* _STATED EXERCISE_
Output all the data exactly. Pictures do not belong in the copy.
· · · · ·
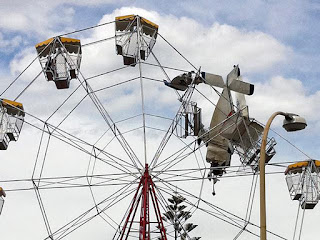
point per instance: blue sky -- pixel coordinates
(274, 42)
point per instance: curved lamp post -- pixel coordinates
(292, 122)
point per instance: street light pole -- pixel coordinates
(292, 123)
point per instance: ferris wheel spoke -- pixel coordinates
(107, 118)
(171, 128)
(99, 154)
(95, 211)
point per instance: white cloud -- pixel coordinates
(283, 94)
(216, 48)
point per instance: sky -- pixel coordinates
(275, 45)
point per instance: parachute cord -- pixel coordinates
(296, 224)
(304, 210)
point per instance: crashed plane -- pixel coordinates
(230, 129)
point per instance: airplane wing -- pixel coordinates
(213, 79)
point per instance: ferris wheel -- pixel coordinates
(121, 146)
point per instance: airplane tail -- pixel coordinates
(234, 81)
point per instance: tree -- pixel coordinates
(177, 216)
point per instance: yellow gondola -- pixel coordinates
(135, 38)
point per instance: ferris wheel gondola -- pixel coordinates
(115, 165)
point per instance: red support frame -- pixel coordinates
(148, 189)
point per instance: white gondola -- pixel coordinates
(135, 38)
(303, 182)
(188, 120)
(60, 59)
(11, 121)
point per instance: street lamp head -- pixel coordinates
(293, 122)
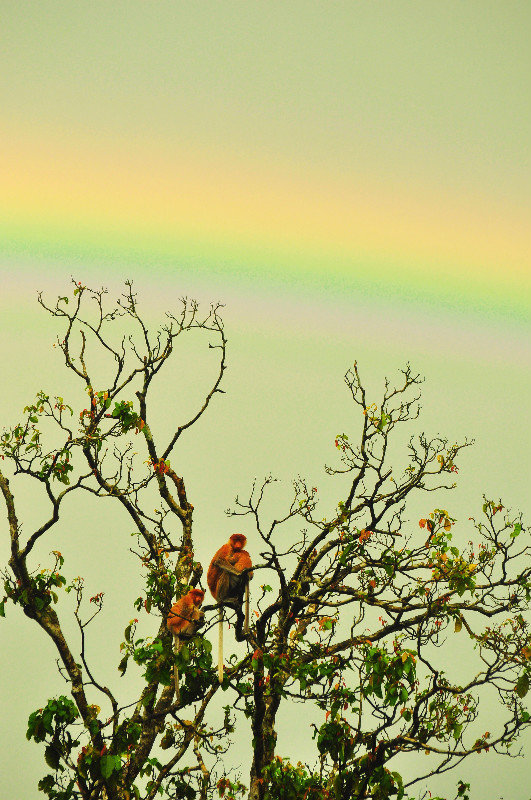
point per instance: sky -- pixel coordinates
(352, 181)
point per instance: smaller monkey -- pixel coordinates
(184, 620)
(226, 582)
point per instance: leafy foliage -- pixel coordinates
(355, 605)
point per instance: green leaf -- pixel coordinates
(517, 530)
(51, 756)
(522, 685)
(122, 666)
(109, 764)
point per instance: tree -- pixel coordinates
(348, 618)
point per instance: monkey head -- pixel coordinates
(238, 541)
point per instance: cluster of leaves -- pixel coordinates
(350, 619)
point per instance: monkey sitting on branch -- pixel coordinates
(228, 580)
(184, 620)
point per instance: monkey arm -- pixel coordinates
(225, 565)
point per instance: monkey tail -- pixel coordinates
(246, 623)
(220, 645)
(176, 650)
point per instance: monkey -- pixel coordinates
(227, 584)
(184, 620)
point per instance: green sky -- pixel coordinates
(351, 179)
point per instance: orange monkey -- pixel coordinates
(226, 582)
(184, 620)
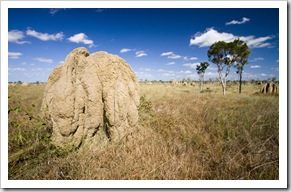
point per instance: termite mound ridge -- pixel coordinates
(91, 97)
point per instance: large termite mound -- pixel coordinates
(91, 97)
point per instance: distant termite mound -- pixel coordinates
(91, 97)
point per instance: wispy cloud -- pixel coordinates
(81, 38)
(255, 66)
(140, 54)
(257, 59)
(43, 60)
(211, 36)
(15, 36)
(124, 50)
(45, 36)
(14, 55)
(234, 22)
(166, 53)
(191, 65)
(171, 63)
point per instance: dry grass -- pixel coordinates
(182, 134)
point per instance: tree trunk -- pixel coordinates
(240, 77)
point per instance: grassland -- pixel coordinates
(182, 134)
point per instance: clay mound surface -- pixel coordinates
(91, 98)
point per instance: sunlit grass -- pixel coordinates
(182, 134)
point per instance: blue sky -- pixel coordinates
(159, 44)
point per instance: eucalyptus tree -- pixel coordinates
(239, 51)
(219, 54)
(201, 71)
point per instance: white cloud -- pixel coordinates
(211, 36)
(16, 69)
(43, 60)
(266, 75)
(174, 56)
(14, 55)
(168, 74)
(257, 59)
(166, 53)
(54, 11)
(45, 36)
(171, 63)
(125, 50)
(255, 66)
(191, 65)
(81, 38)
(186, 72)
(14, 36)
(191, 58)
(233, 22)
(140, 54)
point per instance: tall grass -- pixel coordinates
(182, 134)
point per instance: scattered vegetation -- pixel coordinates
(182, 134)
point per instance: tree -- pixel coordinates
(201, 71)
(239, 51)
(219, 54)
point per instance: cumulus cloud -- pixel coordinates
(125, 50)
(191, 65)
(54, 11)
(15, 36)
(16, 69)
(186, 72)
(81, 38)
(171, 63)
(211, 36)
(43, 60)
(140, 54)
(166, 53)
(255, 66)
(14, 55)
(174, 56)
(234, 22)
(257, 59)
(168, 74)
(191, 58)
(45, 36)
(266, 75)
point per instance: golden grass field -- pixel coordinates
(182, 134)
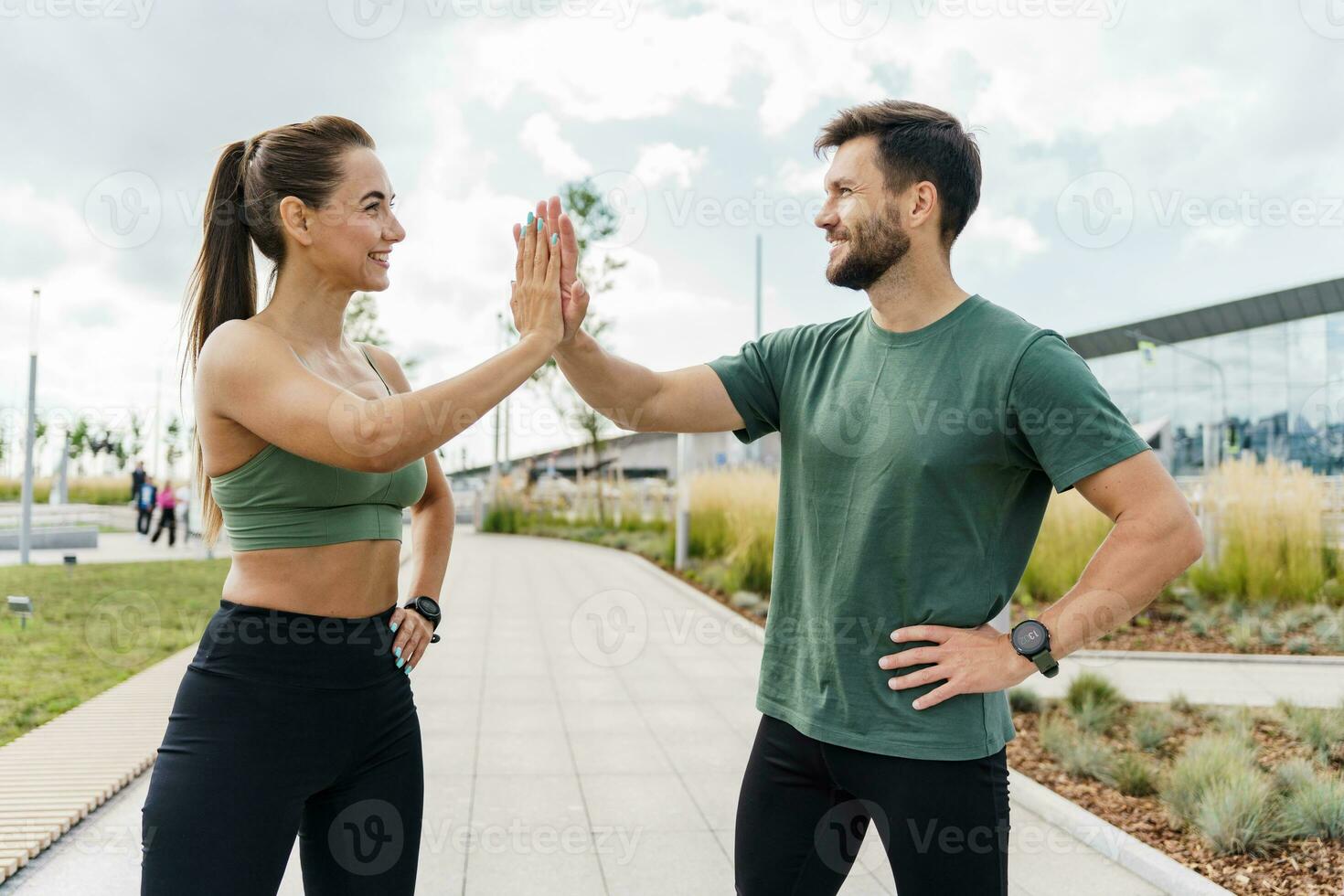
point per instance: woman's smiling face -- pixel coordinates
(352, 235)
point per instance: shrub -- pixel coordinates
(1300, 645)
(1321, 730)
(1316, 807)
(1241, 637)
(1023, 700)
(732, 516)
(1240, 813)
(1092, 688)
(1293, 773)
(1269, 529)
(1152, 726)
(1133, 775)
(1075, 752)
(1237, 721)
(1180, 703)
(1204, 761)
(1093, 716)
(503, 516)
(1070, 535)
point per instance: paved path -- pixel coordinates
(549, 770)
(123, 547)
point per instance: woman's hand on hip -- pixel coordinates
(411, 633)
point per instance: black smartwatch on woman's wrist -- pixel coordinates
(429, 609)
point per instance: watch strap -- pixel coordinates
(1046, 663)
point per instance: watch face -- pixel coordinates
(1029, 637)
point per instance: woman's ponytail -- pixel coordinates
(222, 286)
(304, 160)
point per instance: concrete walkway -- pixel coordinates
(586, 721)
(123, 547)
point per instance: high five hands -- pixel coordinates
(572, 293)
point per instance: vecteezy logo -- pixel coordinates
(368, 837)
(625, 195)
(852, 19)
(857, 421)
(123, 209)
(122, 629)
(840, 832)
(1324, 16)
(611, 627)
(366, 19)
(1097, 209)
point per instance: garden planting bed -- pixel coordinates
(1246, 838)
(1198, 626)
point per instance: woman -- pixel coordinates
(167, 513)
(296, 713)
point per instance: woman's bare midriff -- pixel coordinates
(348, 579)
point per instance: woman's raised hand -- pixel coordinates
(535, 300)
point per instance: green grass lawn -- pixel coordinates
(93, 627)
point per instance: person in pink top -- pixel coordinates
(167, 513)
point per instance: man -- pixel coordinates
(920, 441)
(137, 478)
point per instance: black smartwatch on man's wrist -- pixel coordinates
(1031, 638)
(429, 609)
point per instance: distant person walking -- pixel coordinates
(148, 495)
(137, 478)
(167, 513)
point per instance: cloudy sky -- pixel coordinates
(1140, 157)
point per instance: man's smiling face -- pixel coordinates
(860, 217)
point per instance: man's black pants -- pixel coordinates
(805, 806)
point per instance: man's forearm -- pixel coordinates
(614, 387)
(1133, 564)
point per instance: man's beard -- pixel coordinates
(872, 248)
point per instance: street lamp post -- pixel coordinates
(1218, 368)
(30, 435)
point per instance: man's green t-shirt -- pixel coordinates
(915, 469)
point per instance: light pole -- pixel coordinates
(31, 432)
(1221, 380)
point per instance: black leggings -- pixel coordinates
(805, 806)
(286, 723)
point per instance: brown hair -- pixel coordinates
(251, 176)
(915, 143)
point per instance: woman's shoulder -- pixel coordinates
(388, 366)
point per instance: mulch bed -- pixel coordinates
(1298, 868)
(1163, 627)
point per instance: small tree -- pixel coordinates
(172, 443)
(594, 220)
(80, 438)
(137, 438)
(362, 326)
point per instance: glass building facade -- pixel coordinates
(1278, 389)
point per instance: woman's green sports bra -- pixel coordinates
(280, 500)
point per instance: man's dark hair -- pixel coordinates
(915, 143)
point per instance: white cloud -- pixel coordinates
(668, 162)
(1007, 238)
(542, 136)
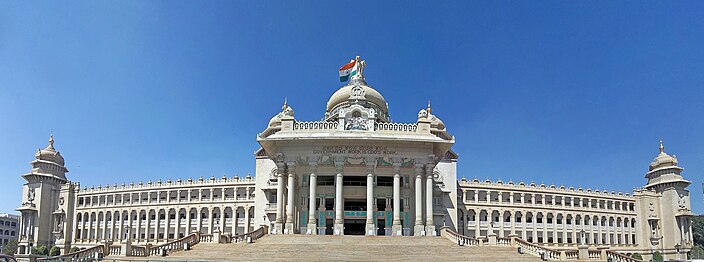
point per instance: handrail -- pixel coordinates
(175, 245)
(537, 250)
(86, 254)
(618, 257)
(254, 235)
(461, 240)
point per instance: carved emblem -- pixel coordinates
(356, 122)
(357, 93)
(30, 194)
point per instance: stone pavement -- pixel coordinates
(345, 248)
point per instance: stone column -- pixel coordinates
· · · · ·
* _RESPONSE_
point per instance: blue sky -- pixel coordinates
(274, 42)
point per instance: curved lamp post -- pixel coordinates
(292, 122)
point per instance: street light pole -- pixel coordinates
(292, 123)
point per instance: ferris wheel spoke -- pixel coordinates
(107, 118)
(171, 128)
(99, 154)
(95, 211)
point per instance: white cloud -- pixel coordinates
(283, 94)
(216, 48)
point per instance: sky -- pixel coordinates
(275, 45)
point per instance: parachute cord -- pixel coordinates
(296, 224)
(304, 210)
point per instance: crashed plane -- pixel coordinates
(230, 129)
point per instance: airplane wing -- pixel coordinates
(213, 79)
point per instance: ferris wheel -- pixel coordinates
(121, 146)
point per instance: airplane tail -- pixel coordinates
(234, 81)
point per instance: tree -- pixel coordinates
(177, 216)
point per instance: yellow gondola -- pixel coordinates
(135, 38)
point per instance: ferris wheel gondola -- pixel coordinates
(115, 165)
point per instance: red support frame -- pixel coordinates
(148, 189)
point per instance: white gondola -- pixel coordinates
(135, 38)
(303, 182)
(188, 120)
(60, 59)
(11, 121)
point per instance: street lamp head -- pixel coordinates
(293, 122)
point per instance: sky -- pixel coordinates
(352, 181)
point per instance: smaller monkey -- pixel coordinates
(184, 620)
(226, 582)
point per instance: leafy foliage -- pixel coordinates
(355, 605)
point per instance: green leaf -- pixel coordinates
(517, 530)
(51, 756)
(522, 685)
(122, 666)
(109, 764)
point per instance: tree -- pixel coordinates
(348, 618)
point per instance: monkey head -- pixel coordinates
(238, 541)
point per instance: cluster of leaves -- pixel coordinates
(350, 619)
point per instance: monkey sitting on branch -- pixel coordinates
(228, 580)
(184, 620)
point per instance: monkey arm -- pixel coordinates
(225, 565)
point per instance: monkey tail -- pixel coordinates
(246, 623)
(220, 645)
(176, 650)
point per instance: monkey -- pixel coordinates
(227, 584)
(184, 620)
point per instance: green sky -- pixel coordinates
(351, 179)
point per instance: orange monkey -- pixel coordinates
(226, 582)
(184, 620)
point per instance: termite mound ridge -- pixel coordinates
(91, 97)
point per instance: large termite mound -- pixel coordinates
(91, 97)
point per instance: distant termite mound -- pixel coordinates
(91, 97)
point per instance: wispy cloud -- pixel coordinates
(81, 38)
(255, 66)
(140, 54)
(257, 59)
(43, 60)
(211, 36)
(15, 36)
(124, 50)
(45, 36)
(14, 55)
(234, 22)
(166, 53)
(191, 65)
(171, 63)
point per instance: dry grass -- pixel coordinates
(182, 134)
point per instance: tree trunk -- pixel coordinates
(240, 77)
point per instance: grassland -- pixel coordinates
(182, 134)
point per instance: clay mound surface -- pixel coordinates
(91, 98)
point per instance: sunlit grass -- pixel coordinates
(182, 134)
point per instance: blue sky -- pixel coordinates
(159, 44)
point per instance: eucalyptus tree -- pixel coordinates
(239, 51)
(219, 54)
(201, 71)
point per instance: white cloud -- pixel coordinates
(211, 36)
(16, 69)
(43, 60)
(266, 75)
(174, 56)
(14, 55)
(168, 74)
(257, 59)
(166, 53)
(54, 11)
(45, 36)
(171, 63)
(125, 50)
(255, 66)
(191, 65)
(81, 38)
(186, 72)
(14, 36)
(191, 58)
(233, 22)
(140, 54)
point per instance: tall grass -- pixel coordinates
(182, 134)
point per instance: scattered vegetation -- pixel coordinates
(182, 134)
point per instance: tree -- pixel coordinates
(201, 71)
(239, 51)
(219, 54)
point per instance: cumulus cloud -- pixel coordinates
(125, 50)
(191, 65)
(54, 11)
(15, 36)
(16, 69)
(186, 72)
(81, 38)
(171, 63)
(211, 36)
(43, 60)
(140, 54)
(166, 53)
(255, 66)
(14, 55)
(174, 56)
(234, 22)
(257, 59)
(168, 74)
(191, 58)
(45, 36)
(266, 75)
point per instance: golden grass field -- pixel coordinates
(182, 134)
point per instance: woman's smiling face -- pixel coordinates
(352, 235)
point per instance: shrub -- pixel coordinates
(1300, 645)
(1321, 730)
(1316, 807)
(1241, 637)
(1023, 700)
(732, 516)
(1240, 813)
(1092, 688)
(1293, 773)
(1269, 529)
(1152, 726)
(1133, 775)
(1075, 752)
(1237, 721)
(1180, 703)
(1204, 761)
(1093, 716)
(503, 516)
(1070, 535)
point per instance: paved path -- pixel coordinates
(549, 770)
(123, 547)
point per instance: woman's hand on hip -- pixel coordinates
(411, 633)
point per instance: black smartwatch on woman's wrist -- pixel coordinates
(429, 609)
point per instance: watch strap -- pixel coordinates
(1046, 663)
point per instance: watch face -- pixel coordinates
(1029, 637)
point per instance: woman's ponytail -- pixel coordinates
(222, 286)
(304, 160)
point per instance: concrete walkway -- pixel coordinates
(586, 721)
(123, 547)
point per instance: high five hands -- pixel coordinates
(572, 293)
point per instance: vecteezy logo -- pixel coordinates
(368, 837)
(625, 195)
(852, 19)
(857, 421)
(123, 209)
(122, 629)
(840, 832)
(1324, 16)
(611, 627)
(366, 19)
(1097, 209)
point per instance: garden planting bed -- pixel coordinates
(1246, 838)
(1198, 626)
point per instance: woman -- pixel coordinates
(167, 513)
(296, 713)
point per instance: woman's bare midriff -- pixel coordinates
(348, 579)
point per instance: woman's raised hand -- pixel coordinates
(535, 300)
point per instance: green grass lawn -- pixel coordinates
(93, 627)
point per instance: person in pink top -- pixel coordinates
(167, 513)
point per instance: man -- pixel coordinates
(920, 441)
(137, 478)
point per instance: black smartwatch on man's wrist -- pixel coordinates
(1031, 638)
(429, 609)
point per instance: distant person walking -- pixel coordinates
(148, 495)
(137, 478)
(167, 513)
point per instance: cloudy sky -- pixel coordinates
(1140, 157)
point per instance: man's smiling face -- pixel coordinates
(860, 217)
point per instance: man's black pants -- pixel coordinates
(805, 806)
point per instance: man's forearm -- pixel coordinates
(614, 387)
(1133, 564)
point per instance: man's beard -- pixel coordinates
(872, 248)
point per instance: street lamp post -- pixel coordinates
(1218, 368)
(30, 435)
point per instance: man's green t-shirt -- pixel coordinates
(915, 469)
point per instance: light pole -- pixel coordinates
(31, 432)
(1221, 380)
point per instance: black leggings -- pixel coordinates
(805, 806)
(286, 723)
point per instance: brown hair -- pixel coordinates
(251, 176)
(915, 143)
point per instance: woman's shoulder -- pixel coordinates
(388, 366)
point per instance: mulch bed -- pixel coordinates
(1298, 868)
(1163, 627)
point per instance: small tree -- pixel coordinates
(172, 443)
(594, 220)
(80, 438)
(137, 438)
(362, 326)
point per instance: glass building facade -- pixel coordinates
(1278, 389)
point per instance: woman's green sports bra -- pixel coordinates
(280, 500)
point per instance: man's dark hair -- pixel coordinates
(915, 143)
point per instance: white cloud -- pixel coordinates
(668, 162)
(1007, 238)
(542, 136)
point per instance: handrail -- pixel coordinates
(175, 245)
(537, 250)
(86, 254)
(618, 257)
(254, 235)
(461, 240)
point per instance: carved emblem -- pixel coordinates
(356, 122)
(357, 93)
(30, 194)
point per instance: stone pavement -- pixel coordinates
(345, 248)
point per instance: stone column -- pixel coordinates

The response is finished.